- [Dataset records]:
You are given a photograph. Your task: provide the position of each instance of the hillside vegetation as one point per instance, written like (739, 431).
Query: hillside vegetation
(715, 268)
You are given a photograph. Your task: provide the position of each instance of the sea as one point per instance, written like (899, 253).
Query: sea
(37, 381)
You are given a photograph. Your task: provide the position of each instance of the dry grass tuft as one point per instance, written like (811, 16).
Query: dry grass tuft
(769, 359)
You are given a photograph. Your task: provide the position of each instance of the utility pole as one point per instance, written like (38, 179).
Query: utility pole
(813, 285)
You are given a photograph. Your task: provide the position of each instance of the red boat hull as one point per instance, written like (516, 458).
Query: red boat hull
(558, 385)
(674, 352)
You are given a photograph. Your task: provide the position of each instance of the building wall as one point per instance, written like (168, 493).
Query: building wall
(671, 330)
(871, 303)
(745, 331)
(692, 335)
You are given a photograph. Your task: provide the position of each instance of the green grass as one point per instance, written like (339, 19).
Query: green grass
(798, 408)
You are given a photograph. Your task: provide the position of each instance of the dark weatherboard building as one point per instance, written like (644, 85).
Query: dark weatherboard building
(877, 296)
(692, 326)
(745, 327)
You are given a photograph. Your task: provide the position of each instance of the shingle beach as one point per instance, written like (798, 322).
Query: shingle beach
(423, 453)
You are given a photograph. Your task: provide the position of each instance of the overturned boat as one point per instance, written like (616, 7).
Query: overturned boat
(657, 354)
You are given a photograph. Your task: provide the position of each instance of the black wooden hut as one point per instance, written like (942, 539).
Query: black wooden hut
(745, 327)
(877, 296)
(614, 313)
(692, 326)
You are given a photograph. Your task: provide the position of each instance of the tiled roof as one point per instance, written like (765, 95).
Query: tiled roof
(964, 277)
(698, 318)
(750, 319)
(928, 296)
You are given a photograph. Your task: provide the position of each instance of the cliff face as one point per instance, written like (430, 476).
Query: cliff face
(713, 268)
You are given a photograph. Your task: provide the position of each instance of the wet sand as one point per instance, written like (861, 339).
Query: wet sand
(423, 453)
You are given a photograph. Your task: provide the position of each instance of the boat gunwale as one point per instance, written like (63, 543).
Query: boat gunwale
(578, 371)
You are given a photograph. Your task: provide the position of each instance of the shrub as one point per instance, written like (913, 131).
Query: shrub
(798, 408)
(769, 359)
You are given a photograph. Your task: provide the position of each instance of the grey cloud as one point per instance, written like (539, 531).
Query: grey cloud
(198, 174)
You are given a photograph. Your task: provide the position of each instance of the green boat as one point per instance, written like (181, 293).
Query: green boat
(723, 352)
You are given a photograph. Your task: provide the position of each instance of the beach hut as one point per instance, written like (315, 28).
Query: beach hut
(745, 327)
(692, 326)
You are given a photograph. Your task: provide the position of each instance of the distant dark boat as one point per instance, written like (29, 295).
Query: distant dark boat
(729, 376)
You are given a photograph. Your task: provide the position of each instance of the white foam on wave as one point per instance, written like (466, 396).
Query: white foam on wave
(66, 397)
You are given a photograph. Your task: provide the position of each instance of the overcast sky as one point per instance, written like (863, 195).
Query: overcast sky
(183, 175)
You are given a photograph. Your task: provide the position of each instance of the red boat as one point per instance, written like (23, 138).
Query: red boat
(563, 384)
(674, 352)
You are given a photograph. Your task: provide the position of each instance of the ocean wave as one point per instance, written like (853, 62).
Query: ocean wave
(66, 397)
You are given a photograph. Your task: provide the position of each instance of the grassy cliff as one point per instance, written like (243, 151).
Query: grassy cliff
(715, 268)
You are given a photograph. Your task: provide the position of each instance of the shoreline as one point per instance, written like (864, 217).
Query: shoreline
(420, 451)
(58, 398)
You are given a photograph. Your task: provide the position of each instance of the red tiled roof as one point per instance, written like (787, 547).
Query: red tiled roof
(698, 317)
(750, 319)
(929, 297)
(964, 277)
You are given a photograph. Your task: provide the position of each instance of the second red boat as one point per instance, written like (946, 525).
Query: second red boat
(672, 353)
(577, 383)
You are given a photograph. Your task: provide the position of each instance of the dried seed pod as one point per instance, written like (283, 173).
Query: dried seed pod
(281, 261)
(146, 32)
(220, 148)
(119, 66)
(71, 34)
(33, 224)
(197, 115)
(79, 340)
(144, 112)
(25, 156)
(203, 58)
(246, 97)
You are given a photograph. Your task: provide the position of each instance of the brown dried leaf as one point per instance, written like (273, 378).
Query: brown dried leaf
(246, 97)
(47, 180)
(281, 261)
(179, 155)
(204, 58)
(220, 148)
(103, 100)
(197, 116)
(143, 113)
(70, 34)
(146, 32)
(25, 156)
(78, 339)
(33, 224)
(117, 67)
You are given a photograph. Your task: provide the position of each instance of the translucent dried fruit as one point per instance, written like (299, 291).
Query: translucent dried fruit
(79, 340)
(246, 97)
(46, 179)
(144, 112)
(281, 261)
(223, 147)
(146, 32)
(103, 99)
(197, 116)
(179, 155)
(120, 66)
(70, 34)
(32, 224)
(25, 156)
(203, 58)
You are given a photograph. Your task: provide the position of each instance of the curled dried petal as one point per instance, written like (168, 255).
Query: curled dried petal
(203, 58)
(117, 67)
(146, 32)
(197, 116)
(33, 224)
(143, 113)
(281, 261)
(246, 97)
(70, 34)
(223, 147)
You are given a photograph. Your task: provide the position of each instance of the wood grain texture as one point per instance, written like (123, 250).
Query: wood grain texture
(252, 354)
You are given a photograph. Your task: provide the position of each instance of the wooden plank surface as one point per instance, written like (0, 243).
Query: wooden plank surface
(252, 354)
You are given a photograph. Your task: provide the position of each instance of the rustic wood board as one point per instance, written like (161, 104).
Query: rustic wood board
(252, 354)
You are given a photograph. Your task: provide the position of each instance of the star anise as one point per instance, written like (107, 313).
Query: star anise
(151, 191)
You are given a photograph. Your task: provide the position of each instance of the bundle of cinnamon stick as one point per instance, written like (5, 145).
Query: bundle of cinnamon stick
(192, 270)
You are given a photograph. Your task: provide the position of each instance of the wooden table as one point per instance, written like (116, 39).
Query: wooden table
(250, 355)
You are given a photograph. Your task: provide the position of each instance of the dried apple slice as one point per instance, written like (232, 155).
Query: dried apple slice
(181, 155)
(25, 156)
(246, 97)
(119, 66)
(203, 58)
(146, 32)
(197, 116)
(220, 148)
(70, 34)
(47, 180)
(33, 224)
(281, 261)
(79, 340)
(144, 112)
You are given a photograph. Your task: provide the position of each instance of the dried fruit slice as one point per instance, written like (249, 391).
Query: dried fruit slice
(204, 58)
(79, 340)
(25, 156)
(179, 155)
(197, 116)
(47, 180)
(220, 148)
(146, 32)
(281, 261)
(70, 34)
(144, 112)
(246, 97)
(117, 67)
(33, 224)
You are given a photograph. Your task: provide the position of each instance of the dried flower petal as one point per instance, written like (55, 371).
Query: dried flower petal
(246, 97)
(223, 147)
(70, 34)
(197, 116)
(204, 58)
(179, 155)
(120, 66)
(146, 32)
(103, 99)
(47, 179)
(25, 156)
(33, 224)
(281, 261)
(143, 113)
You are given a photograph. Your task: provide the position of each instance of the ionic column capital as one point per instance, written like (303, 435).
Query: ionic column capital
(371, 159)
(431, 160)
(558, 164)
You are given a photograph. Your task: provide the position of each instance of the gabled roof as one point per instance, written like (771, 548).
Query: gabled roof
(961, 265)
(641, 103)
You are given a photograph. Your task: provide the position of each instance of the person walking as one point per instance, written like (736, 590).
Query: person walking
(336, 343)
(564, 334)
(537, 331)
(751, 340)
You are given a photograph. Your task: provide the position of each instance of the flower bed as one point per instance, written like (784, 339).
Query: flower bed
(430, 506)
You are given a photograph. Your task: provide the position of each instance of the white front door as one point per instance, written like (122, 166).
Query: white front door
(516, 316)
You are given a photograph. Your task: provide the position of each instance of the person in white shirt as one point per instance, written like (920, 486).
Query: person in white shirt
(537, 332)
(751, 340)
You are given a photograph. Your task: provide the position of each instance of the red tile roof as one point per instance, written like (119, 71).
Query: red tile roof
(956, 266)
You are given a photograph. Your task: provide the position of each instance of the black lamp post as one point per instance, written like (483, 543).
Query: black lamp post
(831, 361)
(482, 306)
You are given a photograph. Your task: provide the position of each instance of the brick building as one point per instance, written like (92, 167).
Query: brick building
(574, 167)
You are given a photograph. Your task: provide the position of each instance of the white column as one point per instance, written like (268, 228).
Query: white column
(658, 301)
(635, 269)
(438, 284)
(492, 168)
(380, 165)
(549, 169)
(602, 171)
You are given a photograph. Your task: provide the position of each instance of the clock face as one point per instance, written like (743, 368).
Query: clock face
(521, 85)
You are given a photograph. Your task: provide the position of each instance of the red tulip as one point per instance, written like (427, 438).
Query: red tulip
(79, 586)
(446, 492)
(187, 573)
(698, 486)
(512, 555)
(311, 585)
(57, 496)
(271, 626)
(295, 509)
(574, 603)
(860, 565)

- [Problem to solve]:
Please quote exactly the lines from the one containing "like (122, 166)." through the last line of the records above, both included, and nothing else.

- [Problem solution]:
You are given a photograph. Your task: provide the position of each instance of the white front door as one point per instance, written like (122, 166).
Query: white front door
(516, 316)
You are given a photograph. Your task: provide the position of each instance of the person in white shirt as one point per instance, written like (920, 486).
Query: person in white shirt
(537, 332)
(751, 340)
You are given a photograph. Your task: provide the position of each instance of the red tile roof as one point per instance, written like (119, 71).
Query: red tile roof
(956, 266)
You are given a photograph. Your task: provide the position of each instance of the black lamp post as one point per instance, written like (483, 543).
Query: black lamp post
(831, 361)
(482, 306)
You are given a photograph. Your task: provide the position of each instance of the brick building as one point per instance, written like (92, 167).
Query: brick building
(574, 167)
You are given a photograph. Your task: provide the position of each instance of the white column as one point per instance, written like (268, 228).
Query: white column
(658, 301)
(635, 269)
(438, 284)
(492, 168)
(380, 165)
(549, 169)
(602, 171)
You are given a photograph. Your task: provide the position of each instance of the clock face as one point per instance, written like (743, 368).
Query: clock face
(521, 85)
You are given a photograph. Your task: provide the position of each instance of the red tulip as one point per instance, written like (427, 438).
Query: red tulip
(79, 586)
(446, 492)
(187, 573)
(698, 486)
(512, 555)
(311, 585)
(57, 496)
(271, 626)
(295, 509)
(574, 603)
(860, 565)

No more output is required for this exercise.